Please set down only the lines between the line containing "Target: camera" and the end of the records, inclusive, exactly as they stand.

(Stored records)
**********

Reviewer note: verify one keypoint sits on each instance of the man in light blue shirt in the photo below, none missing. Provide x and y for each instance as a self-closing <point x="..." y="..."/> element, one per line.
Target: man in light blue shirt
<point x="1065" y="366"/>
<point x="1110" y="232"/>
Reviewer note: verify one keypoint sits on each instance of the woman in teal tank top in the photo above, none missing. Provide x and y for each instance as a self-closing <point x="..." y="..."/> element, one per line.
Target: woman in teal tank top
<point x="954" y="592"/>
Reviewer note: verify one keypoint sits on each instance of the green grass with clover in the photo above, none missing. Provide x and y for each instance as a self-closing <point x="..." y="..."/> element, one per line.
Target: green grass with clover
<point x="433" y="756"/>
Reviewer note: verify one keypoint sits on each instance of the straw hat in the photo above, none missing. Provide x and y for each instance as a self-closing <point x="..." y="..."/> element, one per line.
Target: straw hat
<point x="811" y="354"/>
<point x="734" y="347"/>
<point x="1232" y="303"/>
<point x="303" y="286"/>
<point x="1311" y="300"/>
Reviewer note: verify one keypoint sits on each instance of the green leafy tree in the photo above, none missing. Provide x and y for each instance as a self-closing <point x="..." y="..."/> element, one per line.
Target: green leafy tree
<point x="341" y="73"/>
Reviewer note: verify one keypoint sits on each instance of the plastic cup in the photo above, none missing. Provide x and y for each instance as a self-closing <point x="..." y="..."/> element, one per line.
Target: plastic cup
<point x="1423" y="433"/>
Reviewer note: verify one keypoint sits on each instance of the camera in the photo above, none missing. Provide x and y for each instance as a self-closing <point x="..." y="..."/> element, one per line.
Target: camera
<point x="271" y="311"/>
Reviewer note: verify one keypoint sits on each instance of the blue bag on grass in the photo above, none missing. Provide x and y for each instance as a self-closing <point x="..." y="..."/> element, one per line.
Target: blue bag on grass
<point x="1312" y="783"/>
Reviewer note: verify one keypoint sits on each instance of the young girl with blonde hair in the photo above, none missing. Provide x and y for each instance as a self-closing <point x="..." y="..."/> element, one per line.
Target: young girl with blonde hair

**********

## EXERCISE RESULT
Target: camera
<point x="271" y="311"/>
Reviewer note: verify one keypoint sits on each instance of the blue bag on grass in the photo above, none missing. Provide x and y for each instance as a self-closing <point x="..." y="..."/> element, one per line.
Target: blue bag on grass
<point x="1312" y="783"/>
Reviewer note: verify one keypoint sits on each instance of the young girl with blonde hair in the photo above, none missing. Provide x and y for each instance as a self-closing <point x="..." y="..."/> element, one per line.
Target: young girl with blonde hair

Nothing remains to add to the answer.